*GIVEN EXERCISE 1*: According to the article on the 2012 US Olympic trials, how many top finishers in each final qualify for the London Olympics?

*PASSAGE PROVIDED*:
## start

Eugene, Oregon – For world and Olympic champions to unheralded newcomers, stars who served doping bans and rivals making comebacks from injury or retiring, the moment of truth has arrived in American athletics.

The 2012 US Olympic trials begin a 10-day run at Eugene's Hayward Field on Friday, although two rest days are set in the middle of the event and hammer throwers will stage their competition a day earlier at Nike's headquarters.

“I feel confident. I'm more than ready for our 'first' Olympics,” said Sanya Richards-Ross, the 2012 world leader in the women's 200 and 400 meters.

“I want to make the team, for sure in the 400 and if I can in the 200. That would be icing on the cake. I just want to make the team safely and really put on a great show in London.”

Three top finishers in each final qualify for the London Olympics while the dream ends for those who fail, no matter how strong the performances or how great the achievements coming into the meet.

“The process is fair but it is cut-throat,” US 100 hurdler Ginnie Crawford said. “Sometimes it can be heart-breaking. It's not about how well you have run or run later, it's all about how well you run on the day.”

“It's the most fair way,” US 100 hurdles champion Kellie Wells said. “There are so many who could be in the spots. At the Olympics, there are no do-overs.”

## end

*GIVEN EXERCISE 2*: Retype the records from the line with "TARGET = paved street" through the end of the records.

Entries from a pointing dataset
## start

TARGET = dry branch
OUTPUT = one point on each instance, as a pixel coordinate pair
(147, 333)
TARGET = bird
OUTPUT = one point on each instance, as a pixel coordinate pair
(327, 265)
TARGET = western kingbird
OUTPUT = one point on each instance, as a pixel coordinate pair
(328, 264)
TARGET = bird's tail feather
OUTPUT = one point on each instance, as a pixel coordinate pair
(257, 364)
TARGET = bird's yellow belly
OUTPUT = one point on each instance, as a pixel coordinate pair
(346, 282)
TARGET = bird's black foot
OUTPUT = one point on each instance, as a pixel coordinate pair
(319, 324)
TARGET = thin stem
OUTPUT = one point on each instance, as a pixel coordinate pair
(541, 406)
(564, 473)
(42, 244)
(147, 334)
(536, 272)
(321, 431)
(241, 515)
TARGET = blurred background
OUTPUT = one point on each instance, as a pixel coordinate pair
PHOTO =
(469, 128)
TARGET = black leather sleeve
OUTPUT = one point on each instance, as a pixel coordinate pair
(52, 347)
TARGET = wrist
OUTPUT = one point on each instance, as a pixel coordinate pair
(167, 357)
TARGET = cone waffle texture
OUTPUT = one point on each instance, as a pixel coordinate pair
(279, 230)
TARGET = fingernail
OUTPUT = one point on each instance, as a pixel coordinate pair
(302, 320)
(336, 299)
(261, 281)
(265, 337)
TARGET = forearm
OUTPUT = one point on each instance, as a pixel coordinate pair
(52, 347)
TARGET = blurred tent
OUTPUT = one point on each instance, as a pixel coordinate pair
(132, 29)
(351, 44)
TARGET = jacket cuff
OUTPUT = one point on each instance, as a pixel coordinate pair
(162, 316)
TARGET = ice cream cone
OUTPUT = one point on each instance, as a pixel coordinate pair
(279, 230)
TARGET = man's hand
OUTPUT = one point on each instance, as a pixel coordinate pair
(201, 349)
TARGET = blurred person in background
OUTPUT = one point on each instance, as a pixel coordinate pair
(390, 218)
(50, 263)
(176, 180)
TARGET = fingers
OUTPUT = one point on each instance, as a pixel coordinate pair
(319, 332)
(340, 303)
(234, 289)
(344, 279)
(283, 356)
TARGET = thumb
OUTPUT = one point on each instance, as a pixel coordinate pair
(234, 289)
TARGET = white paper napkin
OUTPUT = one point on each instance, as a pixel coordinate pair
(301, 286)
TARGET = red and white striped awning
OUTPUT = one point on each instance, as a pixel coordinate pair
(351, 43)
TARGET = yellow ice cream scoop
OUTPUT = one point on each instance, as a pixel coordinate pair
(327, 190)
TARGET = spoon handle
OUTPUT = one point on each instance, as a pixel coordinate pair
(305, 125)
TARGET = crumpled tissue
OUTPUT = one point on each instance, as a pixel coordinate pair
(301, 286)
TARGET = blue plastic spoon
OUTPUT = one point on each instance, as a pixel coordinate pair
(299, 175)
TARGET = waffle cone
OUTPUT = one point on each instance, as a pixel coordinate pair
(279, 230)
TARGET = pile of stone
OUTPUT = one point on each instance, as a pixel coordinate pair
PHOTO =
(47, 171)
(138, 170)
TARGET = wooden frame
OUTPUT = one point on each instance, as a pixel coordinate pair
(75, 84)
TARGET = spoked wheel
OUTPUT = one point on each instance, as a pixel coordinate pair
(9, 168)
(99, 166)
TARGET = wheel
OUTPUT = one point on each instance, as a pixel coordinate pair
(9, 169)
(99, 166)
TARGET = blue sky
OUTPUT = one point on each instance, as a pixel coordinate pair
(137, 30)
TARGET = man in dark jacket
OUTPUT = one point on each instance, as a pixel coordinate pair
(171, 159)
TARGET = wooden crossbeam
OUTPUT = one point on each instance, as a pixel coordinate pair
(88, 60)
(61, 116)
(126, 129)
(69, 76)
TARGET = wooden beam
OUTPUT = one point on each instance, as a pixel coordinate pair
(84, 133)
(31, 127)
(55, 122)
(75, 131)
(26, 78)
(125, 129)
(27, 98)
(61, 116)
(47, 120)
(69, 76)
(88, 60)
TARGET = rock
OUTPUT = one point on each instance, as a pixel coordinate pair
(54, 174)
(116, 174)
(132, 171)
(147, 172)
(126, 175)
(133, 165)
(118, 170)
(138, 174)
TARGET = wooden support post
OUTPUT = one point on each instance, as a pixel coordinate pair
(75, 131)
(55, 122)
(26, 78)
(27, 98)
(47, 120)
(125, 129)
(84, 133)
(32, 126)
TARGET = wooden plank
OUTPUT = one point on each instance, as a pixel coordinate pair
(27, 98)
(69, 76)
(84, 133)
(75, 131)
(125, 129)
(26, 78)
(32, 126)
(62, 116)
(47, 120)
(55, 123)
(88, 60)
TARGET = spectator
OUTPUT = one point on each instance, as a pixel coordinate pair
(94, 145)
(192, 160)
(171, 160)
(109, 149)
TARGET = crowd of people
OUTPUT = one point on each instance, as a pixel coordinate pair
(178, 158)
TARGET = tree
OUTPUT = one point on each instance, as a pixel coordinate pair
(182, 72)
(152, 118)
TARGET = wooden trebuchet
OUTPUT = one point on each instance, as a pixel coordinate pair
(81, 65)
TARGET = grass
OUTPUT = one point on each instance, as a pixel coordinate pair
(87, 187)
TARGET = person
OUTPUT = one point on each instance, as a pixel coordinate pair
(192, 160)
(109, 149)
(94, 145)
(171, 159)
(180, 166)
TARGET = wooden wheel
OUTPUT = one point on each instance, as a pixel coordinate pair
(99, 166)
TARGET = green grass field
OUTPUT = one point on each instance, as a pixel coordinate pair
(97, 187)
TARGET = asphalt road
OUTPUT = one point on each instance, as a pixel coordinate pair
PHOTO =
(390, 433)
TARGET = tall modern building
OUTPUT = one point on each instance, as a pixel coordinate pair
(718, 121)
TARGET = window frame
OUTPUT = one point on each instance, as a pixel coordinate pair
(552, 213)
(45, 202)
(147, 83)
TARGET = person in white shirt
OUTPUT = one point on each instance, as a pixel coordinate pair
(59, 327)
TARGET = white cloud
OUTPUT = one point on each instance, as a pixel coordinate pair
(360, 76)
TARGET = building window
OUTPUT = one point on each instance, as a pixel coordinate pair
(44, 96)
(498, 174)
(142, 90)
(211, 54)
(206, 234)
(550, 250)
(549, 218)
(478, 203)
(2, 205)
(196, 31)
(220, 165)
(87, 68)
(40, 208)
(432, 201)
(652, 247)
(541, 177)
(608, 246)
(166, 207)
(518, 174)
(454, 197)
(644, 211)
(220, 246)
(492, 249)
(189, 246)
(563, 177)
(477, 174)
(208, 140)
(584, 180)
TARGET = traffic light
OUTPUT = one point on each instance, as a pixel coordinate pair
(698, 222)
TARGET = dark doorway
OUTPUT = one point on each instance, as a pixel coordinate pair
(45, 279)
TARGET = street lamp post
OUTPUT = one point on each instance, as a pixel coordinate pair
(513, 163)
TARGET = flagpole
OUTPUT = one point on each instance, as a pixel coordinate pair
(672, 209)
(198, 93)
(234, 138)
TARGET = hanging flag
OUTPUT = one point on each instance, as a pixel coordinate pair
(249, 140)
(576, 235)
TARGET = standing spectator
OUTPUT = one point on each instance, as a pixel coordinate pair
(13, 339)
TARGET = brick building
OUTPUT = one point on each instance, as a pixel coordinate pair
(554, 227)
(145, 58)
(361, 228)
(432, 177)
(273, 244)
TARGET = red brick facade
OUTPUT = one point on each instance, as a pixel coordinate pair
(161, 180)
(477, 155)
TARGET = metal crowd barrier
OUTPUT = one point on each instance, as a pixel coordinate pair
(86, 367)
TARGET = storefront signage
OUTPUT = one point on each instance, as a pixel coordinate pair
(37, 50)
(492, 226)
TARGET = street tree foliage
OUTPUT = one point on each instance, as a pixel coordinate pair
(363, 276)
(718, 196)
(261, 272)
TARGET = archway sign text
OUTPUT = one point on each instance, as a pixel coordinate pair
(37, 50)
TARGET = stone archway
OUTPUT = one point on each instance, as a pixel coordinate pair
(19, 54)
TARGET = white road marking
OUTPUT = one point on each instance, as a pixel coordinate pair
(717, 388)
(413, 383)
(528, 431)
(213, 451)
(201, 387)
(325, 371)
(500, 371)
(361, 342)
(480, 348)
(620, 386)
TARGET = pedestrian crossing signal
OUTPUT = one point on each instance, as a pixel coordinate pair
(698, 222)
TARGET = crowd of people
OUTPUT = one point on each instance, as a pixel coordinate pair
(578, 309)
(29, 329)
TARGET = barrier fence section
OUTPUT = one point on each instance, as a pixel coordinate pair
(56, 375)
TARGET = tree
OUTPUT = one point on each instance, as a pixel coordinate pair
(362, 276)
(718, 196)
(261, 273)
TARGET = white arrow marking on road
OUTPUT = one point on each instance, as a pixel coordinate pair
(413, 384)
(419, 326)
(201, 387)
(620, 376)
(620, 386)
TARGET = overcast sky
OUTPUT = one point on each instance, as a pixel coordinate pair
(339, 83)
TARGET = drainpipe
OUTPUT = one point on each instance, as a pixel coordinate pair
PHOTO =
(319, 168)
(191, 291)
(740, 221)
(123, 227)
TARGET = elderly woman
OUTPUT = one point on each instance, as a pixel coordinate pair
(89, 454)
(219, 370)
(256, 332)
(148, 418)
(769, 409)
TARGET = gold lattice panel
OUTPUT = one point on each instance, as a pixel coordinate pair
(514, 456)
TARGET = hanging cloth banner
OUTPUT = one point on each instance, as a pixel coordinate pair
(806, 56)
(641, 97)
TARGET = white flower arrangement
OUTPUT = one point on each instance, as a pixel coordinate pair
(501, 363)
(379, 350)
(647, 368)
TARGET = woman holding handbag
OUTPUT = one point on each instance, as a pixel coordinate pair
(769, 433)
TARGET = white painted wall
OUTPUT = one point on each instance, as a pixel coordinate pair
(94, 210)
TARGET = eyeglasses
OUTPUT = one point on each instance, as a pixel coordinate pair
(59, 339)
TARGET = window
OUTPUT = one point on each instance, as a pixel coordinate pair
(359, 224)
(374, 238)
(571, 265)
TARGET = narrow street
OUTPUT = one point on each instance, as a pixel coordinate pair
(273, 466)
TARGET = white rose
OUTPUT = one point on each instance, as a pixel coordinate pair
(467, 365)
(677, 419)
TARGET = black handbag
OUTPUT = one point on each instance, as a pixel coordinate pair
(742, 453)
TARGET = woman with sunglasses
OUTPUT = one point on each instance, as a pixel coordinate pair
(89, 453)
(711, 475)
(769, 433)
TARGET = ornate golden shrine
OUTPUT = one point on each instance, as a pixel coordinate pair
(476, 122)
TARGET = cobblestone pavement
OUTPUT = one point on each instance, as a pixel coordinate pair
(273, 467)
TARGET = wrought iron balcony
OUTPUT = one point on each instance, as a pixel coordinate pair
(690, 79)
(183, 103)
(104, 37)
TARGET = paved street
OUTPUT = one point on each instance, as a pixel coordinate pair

## end

*TASK RESULT 1*: Three

*TASK RESULT 2*:
TARGET = paved street
OUTPUT = one point on each instance, as a pixel coordinate pair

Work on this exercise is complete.